[START OF Extract provided]
Each subdirectory has its own README with file descriptions, parsing strategies, and cross-command dependencies.

  • git/ — git, gh, gt, diff — trailing_var_arg parsing, gh markdown filtering, gt passthrough
  • rust/ — cargo, runner (err/test) — Cargo sub-enum routing, runner dual-mode
  • js/ — npm, pnpm, vitest, lint, tsc, next, prettier, playwright, prisma — Package manager auto-detection, lint routing, cross-deps with python
  • python/ — ruff, pytest, mypy, pip — JSON check vs text format, state machine parsing, uv auto-detection
  • go/ — go test/build/vet, golangci-lint — NDJSON streaming, Go sub-enum pattern
  • dotnet/ — dotnet, binlog, trx, format_report — DotnetCommands sub-enum, internal helper modules
  • cloud/ — aws, docker/kubectl, curl, wget, psql — Docker/Kubectl sub-enums, JSON forced output
  • system/ — ls, tree, read, grep, find, wc, env, json, log, deps, summary, format, smart — format_cmd routing, filter levels, language detection
  • ruby/ — rake/rails test, rspec, rubocop — JSON injection pattern, ruby_exec() bundle exec auto-detection

Execution Flow

The shared wrappers in core/runner.rs encapsulate the execution skeleton. Modules build the Command (custom arg logic), then delegate to a runner entry point. All runners handle tracking, tee recovery, and exit code propagation automatically.

 run_streaming()       Filter applied              tee_and_hint()
      |                (per-line or post-hoc)            |
      v                       |                          v
 +---------+  stdout  +-------+-------+  filtered  +-------+
 | Spawn   |--------->| filter        |----------->| Print |
 +---------+  stderr  +---------------+            +-------+
      |        (live)                                    |
      v                                                  v
 +----------+                                    +---------+
 | raw =    |                                    | Track   |
 | stdout + |                                    | savings |
 | stderr   |                                    +---------+
 +----------+                                          |
                                                       v
                                                 +-----------+
                                                 | Ok(code)  |
                                                 | returned  |
                                                 +-----------+

Filter modes

All execution goes through core::stream::run_streaming() with one of four FilterMode variants. The runner entry points (run_filtered, run_streamed, run_passthrough) select the appropriate mode automatically — module authors don't interact with FilterMode directly.

FilterMode How it works Used by
CaptureOnly Buffers all stdout silently, then passes the full string to filter_fn post-hoc. Stderr streams to terminal in real time. run_filtered() (default path)
Buffered Buffers all stdout, applies filter, then prints the result. Stderr streams live. Chosen automatically by run_filtered() when filter_stdout_only is set. run_filtered() (stdout-only path)
Streaming Feeds each stdout line to a StreamFilter::feed_line() as it arrives. Emitted lines print immediately. Calls flush() after process exits for final output. run_streamed()
[END OF Extract provided]
## What this task involves
Write what comes next in the documentation on command modules and filter modes, starting right after its final sentence.
[START OF Data]
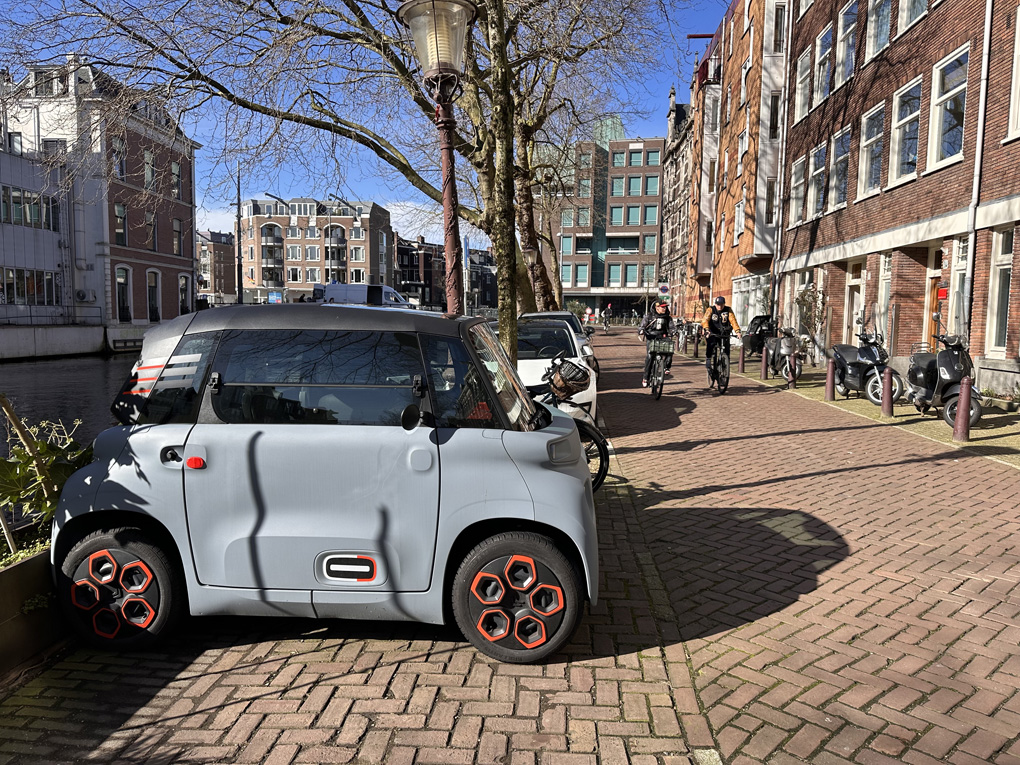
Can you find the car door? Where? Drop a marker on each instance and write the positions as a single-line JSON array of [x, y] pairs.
[[299, 475]]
[END OF Data]
## Reply
Passthrough Inherits the parent TTY directly — no piping, no buffering. raw/filtered are empty. run_passthrough()

When to use which

Scenario Runner FilterMode Why
Parse structured output (JSON, tables) run_filtered() CaptureOnly/Buffered Filter needs full text to parse structure
Long-running, line-parseable output run_streamed() Streaming Low memory, real-time output
No filtering, just track usage run_passthrough() Passthrough Zero overhead, inherits TTY
Custom logic (multi-command, file I/O) Manual with exec_capture() CaptureOnly Full control over execution

Phases

  1. Spawnrun_streaming() starts the child process with piped stdout/stderr (or inherited TTY for Passthrough)
  2. Filter — stdout is processed per the FilterMode; stderr is forwarded to the terminal in real time via a dedicated reader thread
  3. Print — filtered output is written to stdout (live for Streaming, post-hoc for CaptureOnly/Buffered); if tee enabled, appends recovery hint on failure
  4. Tracktimer.track() records raw vs filtered for token savings
  5. Exit code — returns Ok(exit_code) to caller; main.rs calls process::exit(code) once

RunOptions builder:

Constructor Behavior
RunOptions::default() Combined stdout+stderr to filter, no tee
RunOptions::with_tee("label") Combined filtering + tee recovery
RunOptions::stdout_only() Stdout-only to filter, stderr passthrough, no tee
RunOptions::stdout_only().tee("label") Stdout-only + tee recovery

Example — filtered command (recommended):

pub fn run(args: &[String], verbose: u8) -> Result<i32> {
    let mut cmd = resolved_command("mycmd");
    for arg in args { cmd.arg(arg); }
    if verbose > 0 { eprintln!("Running: mycmd {}", args.join(" ")); }

    runner::run_filtered(
        cmd, "mycmd", &args.join(" "),
        filter_mycmd_output,
        runner::RunOptions::stdout_only().tee("mycmd"),
    )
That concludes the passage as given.